======== Input for this task

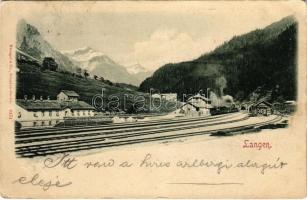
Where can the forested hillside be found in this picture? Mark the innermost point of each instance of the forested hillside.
(263, 60)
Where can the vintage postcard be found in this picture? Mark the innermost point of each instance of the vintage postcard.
(153, 99)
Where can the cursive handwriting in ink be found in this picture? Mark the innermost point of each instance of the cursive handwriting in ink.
(64, 161)
(35, 180)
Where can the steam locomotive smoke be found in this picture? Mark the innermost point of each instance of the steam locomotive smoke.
(221, 83)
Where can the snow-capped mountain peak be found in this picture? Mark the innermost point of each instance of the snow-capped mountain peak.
(85, 54)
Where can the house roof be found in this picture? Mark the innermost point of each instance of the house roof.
(261, 103)
(76, 105)
(33, 105)
(38, 104)
(70, 93)
(196, 105)
(199, 96)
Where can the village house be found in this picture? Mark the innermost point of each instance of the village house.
(47, 113)
(165, 96)
(197, 105)
(257, 108)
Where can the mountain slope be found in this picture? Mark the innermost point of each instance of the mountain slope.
(264, 59)
(30, 41)
(97, 63)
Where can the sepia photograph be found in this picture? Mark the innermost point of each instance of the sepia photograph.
(172, 90)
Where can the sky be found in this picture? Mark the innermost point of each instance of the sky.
(149, 34)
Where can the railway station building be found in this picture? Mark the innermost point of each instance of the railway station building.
(47, 113)
(197, 105)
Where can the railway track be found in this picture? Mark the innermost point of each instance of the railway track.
(128, 136)
(82, 128)
(29, 138)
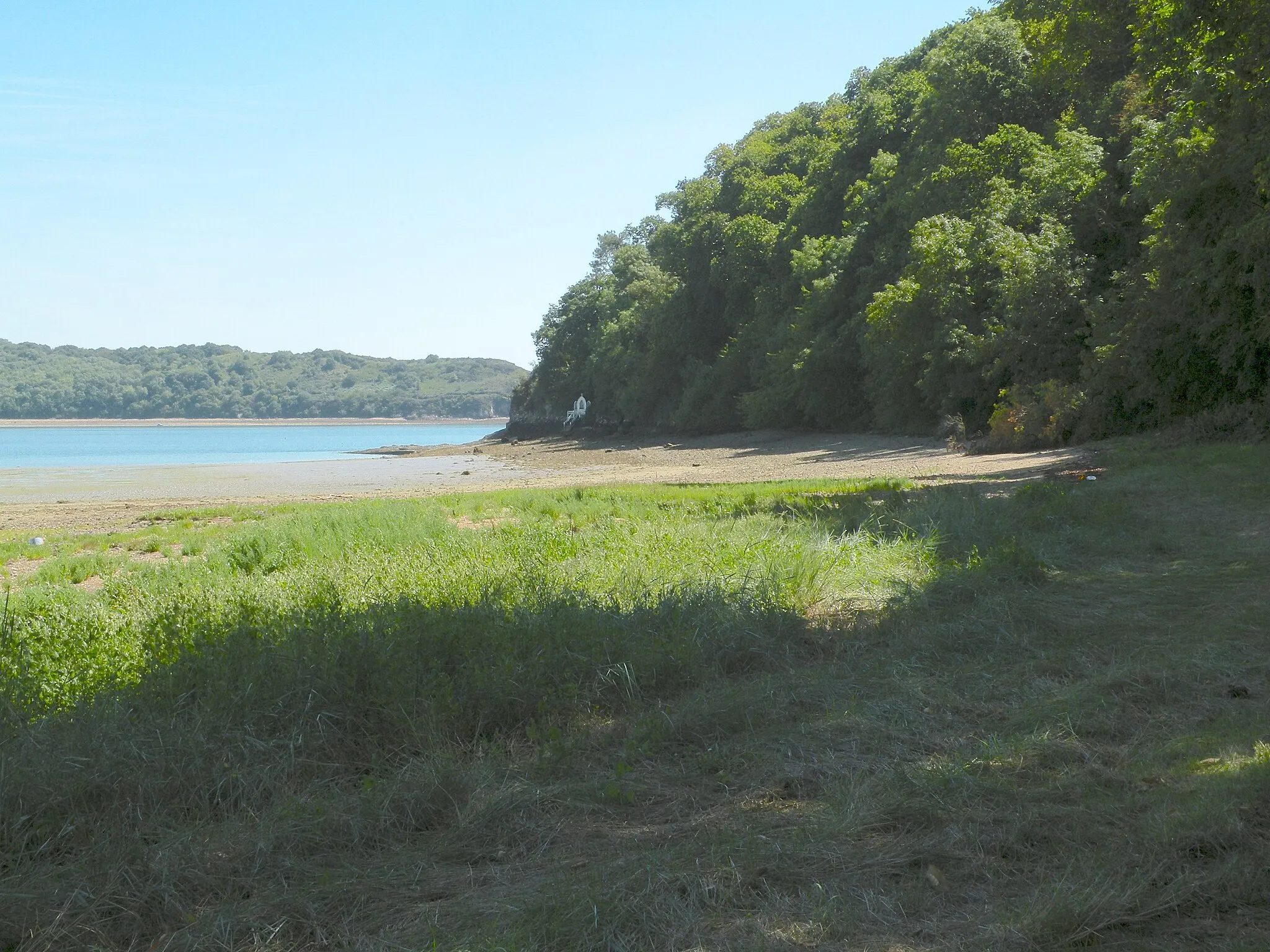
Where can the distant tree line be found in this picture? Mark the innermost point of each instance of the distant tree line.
(1049, 219)
(41, 382)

================

Task prompt = Take the entries from the line containing "Where can the railway station" through the end of the entries, inclusive, and rewrite them with "railway track" changed to "rail line" and nothing else altered. Return only those lines, without the pictures.

Exercise output =
Where can the railway station building be found in this picture? Mark the innermost point of each instance of the railway station building.
(47, 113)
(197, 105)
Where can the rail line be found in this picture? Mark the innermost point of each instance of the rail line.
(128, 136)
(82, 128)
(29, 138)
Where can the distant tree line be found in this picture? Mark the innermost point of each instance of the distant tree line.
(1049, 219)
(41, 382)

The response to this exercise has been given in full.